STATED GOAL
Reproduce each of the entries below verbatim, omitting the pictures from your copy.

RECORDS PROVIDED
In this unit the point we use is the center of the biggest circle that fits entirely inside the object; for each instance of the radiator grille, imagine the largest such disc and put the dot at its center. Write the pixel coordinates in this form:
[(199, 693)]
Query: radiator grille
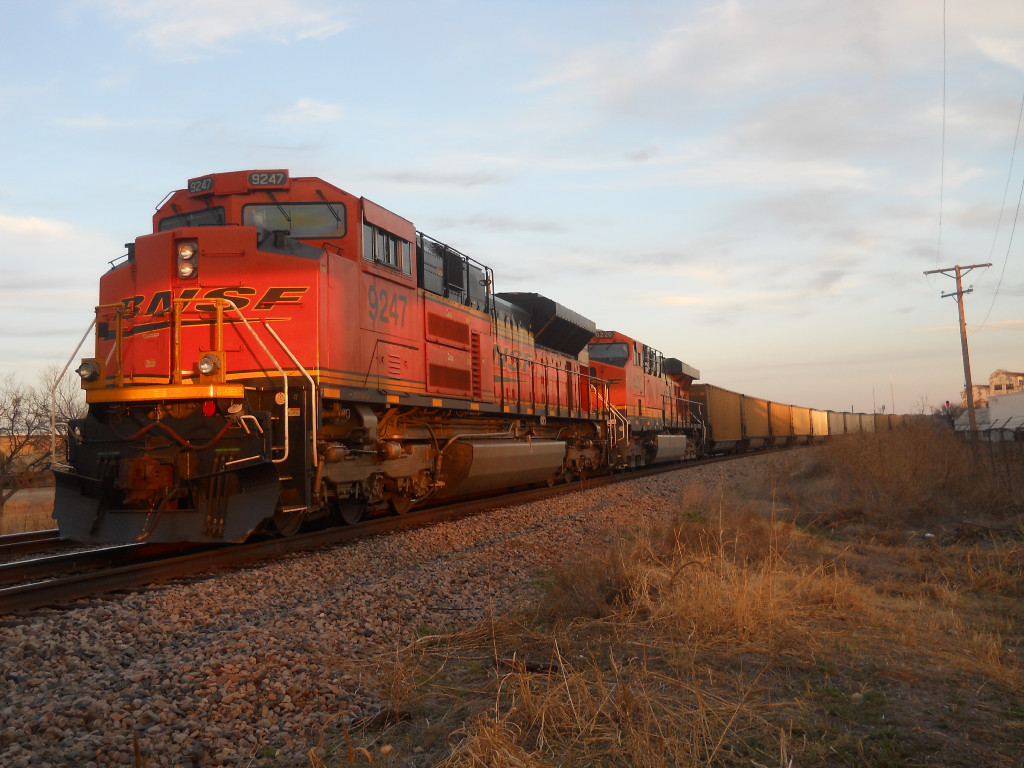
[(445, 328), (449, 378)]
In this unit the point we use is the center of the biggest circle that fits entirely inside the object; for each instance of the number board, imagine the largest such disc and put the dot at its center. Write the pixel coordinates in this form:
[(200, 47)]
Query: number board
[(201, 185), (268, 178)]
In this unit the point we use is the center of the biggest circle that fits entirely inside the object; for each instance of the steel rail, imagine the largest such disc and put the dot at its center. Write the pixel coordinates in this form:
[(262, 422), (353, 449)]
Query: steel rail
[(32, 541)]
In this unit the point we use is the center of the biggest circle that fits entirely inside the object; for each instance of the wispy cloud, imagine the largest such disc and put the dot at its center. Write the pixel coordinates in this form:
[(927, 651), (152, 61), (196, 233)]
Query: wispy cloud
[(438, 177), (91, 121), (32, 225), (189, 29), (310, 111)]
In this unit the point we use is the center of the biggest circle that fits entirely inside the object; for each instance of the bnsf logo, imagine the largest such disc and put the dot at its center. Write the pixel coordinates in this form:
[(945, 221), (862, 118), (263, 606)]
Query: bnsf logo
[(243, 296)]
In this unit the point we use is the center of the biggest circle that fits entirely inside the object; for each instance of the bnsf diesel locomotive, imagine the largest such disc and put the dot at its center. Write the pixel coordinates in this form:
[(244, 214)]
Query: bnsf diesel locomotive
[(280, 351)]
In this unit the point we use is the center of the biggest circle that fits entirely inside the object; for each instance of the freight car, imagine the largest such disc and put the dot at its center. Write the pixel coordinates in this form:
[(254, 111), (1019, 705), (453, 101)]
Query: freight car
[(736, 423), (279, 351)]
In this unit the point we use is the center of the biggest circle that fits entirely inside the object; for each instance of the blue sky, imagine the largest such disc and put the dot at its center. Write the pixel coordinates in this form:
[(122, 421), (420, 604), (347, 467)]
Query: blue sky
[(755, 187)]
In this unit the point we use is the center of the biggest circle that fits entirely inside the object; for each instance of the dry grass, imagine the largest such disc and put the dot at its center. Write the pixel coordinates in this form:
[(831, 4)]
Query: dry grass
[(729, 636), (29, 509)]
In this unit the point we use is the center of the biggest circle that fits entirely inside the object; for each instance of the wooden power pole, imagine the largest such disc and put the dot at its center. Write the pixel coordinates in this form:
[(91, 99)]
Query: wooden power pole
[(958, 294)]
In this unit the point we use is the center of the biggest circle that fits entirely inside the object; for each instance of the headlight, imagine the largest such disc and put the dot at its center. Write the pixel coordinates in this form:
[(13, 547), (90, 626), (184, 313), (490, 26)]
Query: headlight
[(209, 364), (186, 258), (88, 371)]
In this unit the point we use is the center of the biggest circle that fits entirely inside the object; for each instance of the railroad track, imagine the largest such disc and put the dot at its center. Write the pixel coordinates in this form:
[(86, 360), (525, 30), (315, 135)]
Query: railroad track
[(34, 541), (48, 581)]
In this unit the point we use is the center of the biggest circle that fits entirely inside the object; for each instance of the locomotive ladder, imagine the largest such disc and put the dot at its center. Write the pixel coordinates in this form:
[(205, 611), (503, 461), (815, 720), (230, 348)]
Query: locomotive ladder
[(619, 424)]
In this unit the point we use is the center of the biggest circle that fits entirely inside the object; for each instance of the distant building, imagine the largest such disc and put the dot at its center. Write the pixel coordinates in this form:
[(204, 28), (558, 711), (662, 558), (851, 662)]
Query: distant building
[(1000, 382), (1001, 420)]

TASK RESPONSE
In this unit the point we use is the center of the biggest circle that fits entirely inside the object; for each instance of the radiator grille, imagine the largest such disc and put the dot at its center. Write the pixel coordinates in this form:
[(199, 693)]
Query: radiator grille
[(445, 328), (449, 378)]
In this unit the point we use is the center of the biggest circle that fits entirely inside the object; for each instance of the number board, imagine the largest such disc and put the dot at its center. Write the pixel coordinates in this form:
[(200, 47)]
Query: number board
[(201, 185), (268, 178)]
In this unit the point we use is the center of the biggest circle that fits entirely inside the object; for each instance of the steel rail, imagine the largest such disc and put the dot at its center. Write the pixel coordinates in this form:
[(262, 422), (353, 449)]
Query: steel rail
[(32, 541)]
In this unit the point we use is the center of the biggest circle that fits entirely inside the object; for each instance of the wispy cloud, imagine the largest such disc and put the dot at its center. Write the pixel coordinates in this form:
[(927, 651), (152, 61), (196, 233)]
Query: wispy cloud
[(438, 177), (91, 121), (32, 225), (189, 29), (310, 111)]
In this unit the point we use is the center of the biggest circle that fits entirely inside the object; for each instance of the bnsf logo, imagine the largest such disc and put the dot at its center. Write the pixel coordinates in this form:
[(945, 221), (862, 118), (263, 606)]
Query: bnsf logo
[(243, 296)]
In this unit the point we use is the center of the biggest circle that fits entirely inside the object; for each instance of the bnsf diesel locomotive, imagine the largest such disc and put the dot at its center. Write the pixel coordinates in this form:
[(244, 214)]
Query: bnsf diesel locomotive
[(280, 351)]
In this unit the point we use is the center of the biggest circle that fits entirely inside the object; for each instance of the freight car, imagine the largest such disc and put the dot at its center. Write the pixel coordinates in this form:
[(254, 111), (1019, 705), (453, 101)]
Query: freight car
[(736, 423), (279, 351)]
In this unit the point we use is the center of the biggest circle that fits entirely inside the object; for each instance of the blue sky, imagine the largest such disc and put the dot at its center. Write the pixel coordinates in this form:
[(122, 421), (420, 604), (347, 467)]
Query: blue sky
[(755, 187)]
In this unit the point we use is the center of the biggest circle that fits entirely inside the object; for each instance of the dry grass, imagine the largest such disc and put the dot at its center. Write the pixel coordinates in this form:
[(831, 4)]
Query: dry grass
[(729, 636), (29, 509)]
In this unit the point we use is the center of the biggest circle that fits entirely inside the object; for each instance of the wooden power pole, imagine the largest such disc and put the dot at its center. Write the pixel coordinates in this form:
[(91, 99)]
Query: wooden power pole
[(958, 294)]
In this unit the point we use is the center of the biggest circle that fits entirely inside the object; for each instance of the headlight, imagine the largest such disc and put the dot at its center. Write the pixel coordinates in this form:
[(13, 547), (90, 626), (184, 313), (490, 26)]
Query: headlight
[(209, 364), (186, 258), (88, 371)]
In this unit the point we use is the center of the biggest circle that fits entirely inside the object; for each instance of the railroad track, imagine the largest such disc and put the dot at its center. Write the pixel coordinates in this form:
[(86, 360), (525, 30), (315, 135)]
Query: railroad track
[(34, 541), (48, 581)]
In this unit the point we use is the center of the biggest circle that fits entirely inside the object; for each instance of the locomotive ladder, imagine the largest such disc and put the dot at its center. Write the pixel coordinates in this form:
[(205, 611), (503, 461), (815, 720), (230, 348)]
Query: locomotive ladder
[(619, 424)]
In this unit the point we use is the center of the biggest circle that fits entirely inside the object; for each instance of the distant building, imagine the largest such disc and put the dot at its center. Write the pixel coordinates in this form:
[(204, 28), (558, 711), (662, 558), (851, 662)]
Query: distant building
[(1000, 382), (1001, 420)]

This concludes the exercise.